# TO BE DONE
1. Please repeat the passage of the Australian market report from "Lew has been" up to and including "building permits October.".
2. According to the Australian market report, why is the Australian share market expected to open in a subdued way? Answer in one to three sentences.

# EXCERPT
────

Australia

The Australian share market is set for a subdued open after trade uncertainty permeated a choppy session on Wall Street, with investor eyes firmly on the weekend’s meeting between US President Donald Trump and his Chinese counterpart Xi Jinping.

At 8.00am Sydney time, the SPI futures contract was up four points, pointing to flat early trade for the ASX, after the banking sector and mining stocks lifted the bourse during the previous session.

The Aussie was steady at US 73.18 cents, up slightly from US73.16 cents yesterday.

Wall Street had lifted in late trade, despite conflicting signals from Trump ahead of the weekend’s G20 Summit in Buenos Aires, with the US Federal Reserve releasing minutes from its November meeting in which the central bank opened the debate on when to pause further interest rate hikes.

Oil edged higher, while industrial metals and gold also eked out modest gains.

In local finance news, Myer’s board will try to face down Solomon Lew and the threat of a spill at what could be the department stores’ most important AGM since it listed in 2009.

Lew has been agitating for an overhaul at the top of the ailing retailer since he became its largest shareholder in March 2017 with the purchase of a 10.77 per cent stake.

Out today: Private sector credit October; ANZ consumer confidence November; NZ building permits October.

China non-manufacturing and manufacturing PMI; Japan job-to-applicant ratio and jobless rate October, industrial production October; Eurozone unemployment rate October, CPI estimate November; UK GfK consumer confidence November; US Chicago PMI November.

────

[Rows from a dataset]
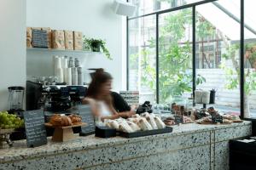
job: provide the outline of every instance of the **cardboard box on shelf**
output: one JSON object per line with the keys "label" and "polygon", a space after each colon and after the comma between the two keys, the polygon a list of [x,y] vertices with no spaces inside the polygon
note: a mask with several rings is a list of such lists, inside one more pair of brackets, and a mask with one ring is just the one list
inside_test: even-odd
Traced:
{"label": "cardboard box on shelf", "polygon": [[83,33],[73,31],[73,49],[83,50]]}
{"label": "cardboard box on shelf", "polygon": [[32,28],[26,27],[26,48],[32,48]]}
{"label": "cardboard box on shelf", "polygon": [[65,49],[65,37],[62,30],[52,31],[52,48],[55,49]]}
{"label": "cardboard box on shelf", "polygon": [[51,29],[49,27],[44,27],[42,30],[45,30],[47,31],[47,42],[48,42],[48,48],[51,48],[51,42],[52,42],[52,35],[51,35]]}
{"label": "cardboard box on shelf", "polygon": [[64,31],[65,48],[73,50],[73,33],[71,31]]}

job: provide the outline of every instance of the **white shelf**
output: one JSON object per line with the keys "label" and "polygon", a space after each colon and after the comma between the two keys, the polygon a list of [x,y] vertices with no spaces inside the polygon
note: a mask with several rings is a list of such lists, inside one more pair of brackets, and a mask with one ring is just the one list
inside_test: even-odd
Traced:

────

# WRITTEN ANSWERS
1.
Lew has been agitating for an overhaul at the top of the ailing retailer since he became its largest shareholder in March 2017 with the purchase of a 10.77 per cent stake.

Out today: Private sector credit October; ANZ consumer confidence November; NZ building permits October.

2. Trade uncertainty ran through a choppy session on Wall Street. Investors are also watching the weekend meeting between US President Donald Trump and Chinese President Xi Jinping.